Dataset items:

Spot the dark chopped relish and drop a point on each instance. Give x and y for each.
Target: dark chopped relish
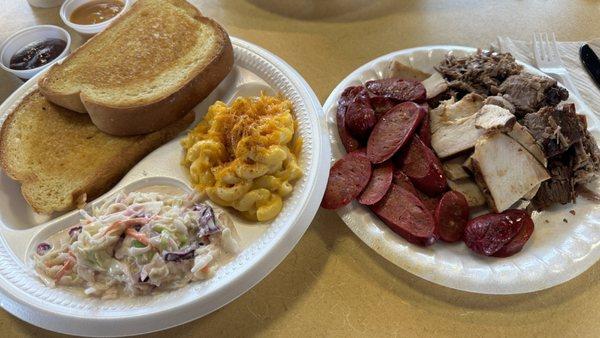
(37, 54)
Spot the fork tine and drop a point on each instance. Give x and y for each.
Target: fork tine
(549, 47)
(541, 47)
(536, 47)
(545, 43)
(555, 46)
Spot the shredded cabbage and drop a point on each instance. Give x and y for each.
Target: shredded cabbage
(136, 243)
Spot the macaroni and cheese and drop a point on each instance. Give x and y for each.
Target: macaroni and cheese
(245, 156)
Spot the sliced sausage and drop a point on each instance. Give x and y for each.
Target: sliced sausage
(398, 89)
(428, 201)
(380, 182)
(406, 215)
(360, 116)
(402, 180)
(516, 244)
(382, 104)
(394, 129)
(488, 234)
(348, 141)
(451, 216)
(423, 168)
(425, 128)
(347, 179)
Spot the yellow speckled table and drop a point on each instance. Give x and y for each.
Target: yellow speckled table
(332, 284)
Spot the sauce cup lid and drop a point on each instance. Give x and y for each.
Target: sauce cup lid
(69, 6)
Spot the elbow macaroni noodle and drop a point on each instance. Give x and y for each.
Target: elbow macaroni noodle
(240, 155)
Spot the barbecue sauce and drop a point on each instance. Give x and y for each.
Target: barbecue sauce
(37, 54)
(96, 11)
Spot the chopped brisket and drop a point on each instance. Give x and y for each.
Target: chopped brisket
(500, 102)
(556, 130)
(560, 188)
(528, 92)
(482, 72)
(574, 157)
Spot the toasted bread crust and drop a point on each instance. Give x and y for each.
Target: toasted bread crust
(92, 186)
(151, 117)
(148, 116)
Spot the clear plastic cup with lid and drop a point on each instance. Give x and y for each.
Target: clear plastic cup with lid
(27, 36)
(69, 6)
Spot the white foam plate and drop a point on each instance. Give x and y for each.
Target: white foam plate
(265, 245)
(556, 252)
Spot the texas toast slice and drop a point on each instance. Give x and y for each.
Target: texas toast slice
(61, 158)
(150, 67)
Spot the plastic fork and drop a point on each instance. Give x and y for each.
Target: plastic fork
(547, 58)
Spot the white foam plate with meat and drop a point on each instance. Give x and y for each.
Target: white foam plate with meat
(556, 252)
(264, 245)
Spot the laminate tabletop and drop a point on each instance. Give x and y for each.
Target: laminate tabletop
(332, 284)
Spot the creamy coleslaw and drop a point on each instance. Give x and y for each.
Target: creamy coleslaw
(137, 243)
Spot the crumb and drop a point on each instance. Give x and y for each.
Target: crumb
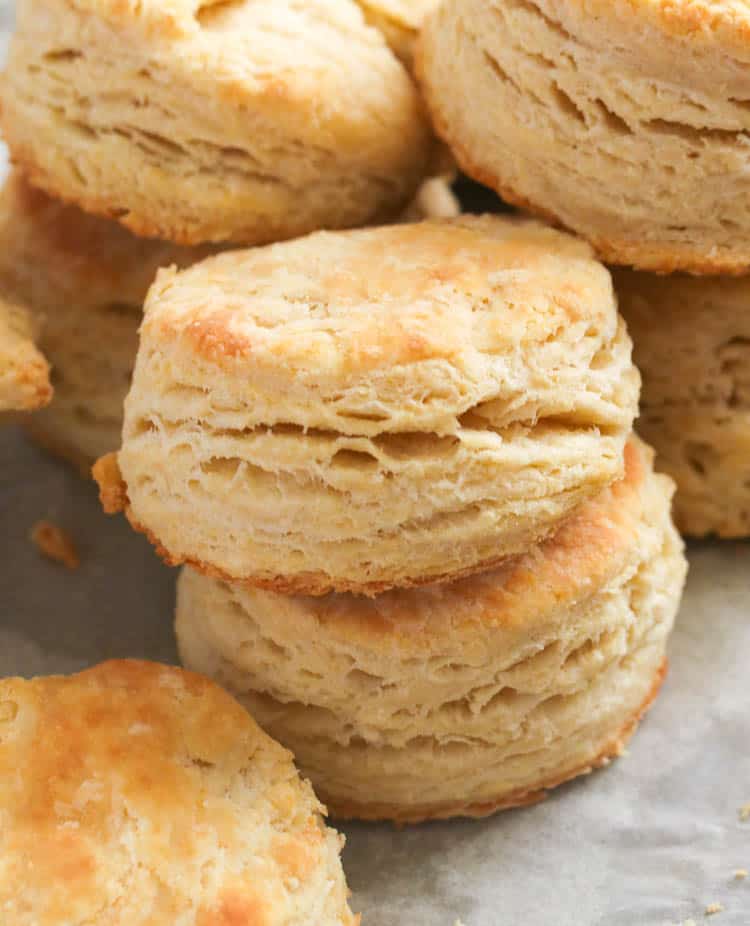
(54, 543)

** What is being asked **
Write out the listing above again, exactly, but with no pictures in the copy.

** Exercise answer **
Spot the dark chopped relish and drop a point on each instance. Give x and y for each.
Target: dark chopped relish
(37, 54)
Spot the fork tine and drop a point on each instance. Give x and y for each.
Target: fork tine
(549, 47)
(541, 47)
(536, 47)
(545, 43)
(555, 46)
Spot the shredded cabbage and drop a point on each instance. Give x and y for each.
Target: shredded cabbage
(136, 243)
Spot the macaroni and cheese and drop a point on each instance. Give x and y for each.
Target: macaroni and cheese
(245, 156)
Spot the sliced sausage and drop a point on each instance. Give x and y for each.
Target: sliced sausage
(398, 89)
(428, 201)
(380, 182)
(406, 215)
(360, 116)
(402, 180)
(516, 244)
(382, 104)
(394, 129)
(488, 234)
(348, 141)
(451, 216)
(423, 168)
(425, 128)
(347, 179)
Spot the yellow speckled table and drop a point on each instance. Give x and y for each.
Target: yellow speckled table
(332, 284)
Spot the sauce cup lid and drop a point on each instance. Give x and y for each.
Target: sauce cup lid
(69, 6)
Spot the elbow macaroni noodle and drop a point on each instance. Give x and y for each.
Target: elbow macaroni noodle
(240, 155)
Spot the barbecue sauce and drop a point on each instance. Give x and y for each.
Target: barbecue sauce
(37, 54)
(96, 11)
Spot the chopped brisket and drop a point on each instance. Give x and y for each.
Target: chopped brisket
(500, 102)
(556, 130)
(560, 188)
(528, 92)
(482, 72)
(574, 157)
Spot the toasted bread crust and drop a point on each instance. Give x and y for each.
Target: toasted bread crust
(92, 186)
(151, 117)
(148, 116)
Spot the clear plastic cup with lid and drop a point on each instance. Give x and y for each.
Target: clear plastic cup with lid
(27, 36)
(69, 6)
Spot the white foam plate and drop a point on each instance. Give x and y for each.
Target: white foam plate
(265, 245)
(556, 252)
Spot the texas toast slice and drop a point on each instance. Give x and y for each.
Target: texas toast slice
(61, 158)
(150, 67)
Spot the plastic fork and drop a point on each instance. Give x and y for each.
Target: plastic fork
(547, 58)
Spot the white foam plate with meat and drop a point on each instance. Give x and y for each.
Target: white foam plate with meat
(556, 252)
(264, 245)
Spot the laminate tabletop and drop a point on each instance. Give x and y for each.
Target: laminate tabletop
(332, 284)
Spot the creamy coleslaw and drop a point on each instance. Give x and y for each.
Target: creamy coleslaw
(137, 243)
Spot the crumb and drop a point on each instance. Give x and y for each.
Target: crumb
(54, 543)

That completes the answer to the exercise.